REQUIREMENT:
Every entry that follows is to be duplicated exactly.

ENTRIES SHOWN:
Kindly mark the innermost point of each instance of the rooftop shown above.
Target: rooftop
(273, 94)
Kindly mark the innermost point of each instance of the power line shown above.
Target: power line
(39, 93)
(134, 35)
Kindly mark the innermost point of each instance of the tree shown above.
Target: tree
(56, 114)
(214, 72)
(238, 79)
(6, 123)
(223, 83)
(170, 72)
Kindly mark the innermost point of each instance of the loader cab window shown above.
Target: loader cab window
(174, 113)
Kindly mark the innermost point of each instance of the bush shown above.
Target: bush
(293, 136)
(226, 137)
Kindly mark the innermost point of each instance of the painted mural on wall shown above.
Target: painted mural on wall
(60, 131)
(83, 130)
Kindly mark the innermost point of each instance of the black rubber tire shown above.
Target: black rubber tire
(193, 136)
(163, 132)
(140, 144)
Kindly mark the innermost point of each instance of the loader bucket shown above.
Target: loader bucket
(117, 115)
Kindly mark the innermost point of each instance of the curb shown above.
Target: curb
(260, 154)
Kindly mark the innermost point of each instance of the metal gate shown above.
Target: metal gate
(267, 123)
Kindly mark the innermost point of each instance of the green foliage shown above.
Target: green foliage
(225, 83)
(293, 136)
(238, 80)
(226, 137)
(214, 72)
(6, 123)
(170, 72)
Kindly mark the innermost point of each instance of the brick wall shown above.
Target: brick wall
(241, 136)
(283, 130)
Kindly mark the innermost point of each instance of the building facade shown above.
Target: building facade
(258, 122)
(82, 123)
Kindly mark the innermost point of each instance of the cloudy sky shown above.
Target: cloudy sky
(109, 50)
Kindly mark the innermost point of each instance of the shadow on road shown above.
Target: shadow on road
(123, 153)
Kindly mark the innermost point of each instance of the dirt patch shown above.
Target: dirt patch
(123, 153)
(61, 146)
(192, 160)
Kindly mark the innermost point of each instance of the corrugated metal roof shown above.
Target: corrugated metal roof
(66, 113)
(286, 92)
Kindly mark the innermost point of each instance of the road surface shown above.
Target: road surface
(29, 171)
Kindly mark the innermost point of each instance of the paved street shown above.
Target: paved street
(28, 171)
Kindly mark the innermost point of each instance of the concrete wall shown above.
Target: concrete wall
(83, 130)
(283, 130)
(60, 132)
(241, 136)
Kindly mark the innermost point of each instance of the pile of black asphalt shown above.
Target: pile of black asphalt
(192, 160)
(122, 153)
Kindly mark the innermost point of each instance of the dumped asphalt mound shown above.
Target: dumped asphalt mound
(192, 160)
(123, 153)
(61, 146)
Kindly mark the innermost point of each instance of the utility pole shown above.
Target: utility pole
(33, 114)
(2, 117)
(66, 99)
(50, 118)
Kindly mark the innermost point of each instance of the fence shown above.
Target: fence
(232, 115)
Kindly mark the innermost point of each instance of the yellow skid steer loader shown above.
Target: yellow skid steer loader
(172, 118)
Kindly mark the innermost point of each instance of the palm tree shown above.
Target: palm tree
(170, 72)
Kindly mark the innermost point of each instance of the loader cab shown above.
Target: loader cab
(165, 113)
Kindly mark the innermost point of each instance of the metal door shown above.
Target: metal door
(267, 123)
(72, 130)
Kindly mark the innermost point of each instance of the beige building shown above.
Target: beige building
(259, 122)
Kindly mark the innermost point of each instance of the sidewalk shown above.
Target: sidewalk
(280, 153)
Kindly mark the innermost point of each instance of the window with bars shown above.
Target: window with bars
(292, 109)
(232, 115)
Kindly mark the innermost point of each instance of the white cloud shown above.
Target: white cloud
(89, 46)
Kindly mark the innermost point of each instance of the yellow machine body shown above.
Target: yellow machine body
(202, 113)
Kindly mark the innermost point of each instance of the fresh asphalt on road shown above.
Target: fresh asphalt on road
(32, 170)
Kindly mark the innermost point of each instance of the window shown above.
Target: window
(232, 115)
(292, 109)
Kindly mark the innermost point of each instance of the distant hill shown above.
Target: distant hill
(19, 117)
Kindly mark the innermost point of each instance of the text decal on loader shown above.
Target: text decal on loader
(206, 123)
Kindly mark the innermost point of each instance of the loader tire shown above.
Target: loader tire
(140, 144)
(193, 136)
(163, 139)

RESULT OF THE TASK:
Kindly mark the innermost point of each instance of the rooftop shown above.
Target: rooftop
(273, 94)
Kindly mark the innermost point of each instance of the power line shown above.
Target: power line
(39, 93)
(134, 35)
Kindly mark the innermost point of each instance of the tree shown above.
Target: tree
(56, 114)
(214, 72)
(238, 79)
(6, 123)
(223, 83)
(170, 72)
Kindly mark the innermost point of each instance of the loader cab window shown above.
Target: loader cab window
(174, 113)
Kindly mark the innermost point of each instance of the bush shown above.
Target: bush
(293, 136)
(226, 137)
Kindly mark the innermost point of each instance of the painted mural on wall shown above.
Target: painted mural on wall
(60, 131)
(83, 130)
Kindly mark the innermost point of each instance of the black rubber tire shown above.
Target: black rubber tire
(193, 136)
(163, 132)
(140, 144)
Kindly mark the innermost point of each instance of the loader bucket shown above.
Target: loader bucket
(117, 115)
Kindly mark the innermost point of each instance of the curb shown above.
Target: curb
(260, 154)
Kindly mark the innermost point of each instance of the metal gate shown above.
Target: metal gate
(267, 123)
Kindly mark the innermost point of each instance of the green foliage shown above.
Target: green foliage
(225, 83)
(293, 136)
(238, 80)
(226, 137)
(214, 72)
(6, 123)
(170, 72)
Kindly mark the innermost point of each instance of the brick wall shown above.
Target: brick wall
(241, 136)
(283, 130)
Kindly mark the innermost point of each instance of the building facade shown above.
Target: building facade
(258, 122)
(82, 123)
Kindly mark the innermost point of each instance of the cloudy sky shown above.
Target: cloudy sky
(109, 50)
Kindly mark the innermost point of each instance of the shadow on road shown above.
Target: shadow on road
(123, 153)
Kindly mark the innermost point of each instance of the dirt patch shown above.
Target: dirt patch
(123, 153)
(61, 146)
(192, 160)
Kindly mark the innermost point of each instance of the corrugated metal roof shown above.
Target: corrugated metal roof
(66, 113)
(286, 92)
Kindly mark the innermost point of each instance of the road surface shown above.
Target: road surface
(29, 171)
Kindly mark the innermost point of each instance of the paved street shown above.
Target: paved street
(28, 171)
Kindly mark the innermost point of each instance of the concrete wall shown above.
Target: concrete wall
(83, 130)
(283, 130)
(60, 132)
(241, 136)
Kindly mark the innermost point of each instance of the pile of black asphalt shown above.
Target: pile of black asphalt
(192, 160)
(122, 153)
Kindly mark the innermost point of each instance of the dumped asphalt mound shown above.
Target: dumped asphalt mound
(192, 160)
(123, 153)
(61, 146)
Kindly mark the innermost point of each instance of the utility pole shown above.
Target: utility pole
(33, 114)
(2, 117)
(66, 99)
(50, 118)
Kindly mark the innermost point of each instance of the fence shown above.
Target: fence
(232, 115)
Kindly mark the innermost point of each instance of the yellow skid steer loader shown above.
Target: yellow skid steer loader
(172, 118)
Kindly mark the innermost point of each instance of the palm tree shown above.
Target: palm tree
(170, 72)
Kindly mark the innermost point of each instance of the loader cab shown above.
Target: loader cab
(165, 113)
Kindly mark the innermost point of each instance of the metal door shown above.
Target: metal door
(267, 123)
(72, 130)
Kindly mark the innermost point of each instance of the beige building shown above.
Target: beige building
(259, 122)
Kindly mark the innermost point of each instance of the sidewalk shown above.
Target: sidewalk
(280, 153)
Kindly mark the innermost point of each instance of the window with bars shown above.
Target: window with bars
(292, 109)
(232, 115)
Kindly mark the innermost point of each instance of the white cloud shown above.
Target: white cloud
(89, 46)
Kindly mark the innermost point of each instance of the yellow machine body shown above.
Target: yellow machine body
(202, 113)
Kindly mark the innermost point of each instance of the fresh asphalt on road shown above.
Target: fresh asphalt on road
(32, 170)
Kindly mark the innermost point of each instance of the window shown above.
Target: window
(232, 115)
(292, 109)
Kindly mark the innermost point of each instance of the distant hill shown above.
Target: distant hill
(19, 117)
Kindly mark the innermost point of each instance of the text decal on loader shown above.
Target: text decal on loader
(206, 123)
Kindly mark the innermost point of each instance of the loader tire shown above.
Target: loader tire
(140, 144)
(193, 136)
(163, 139)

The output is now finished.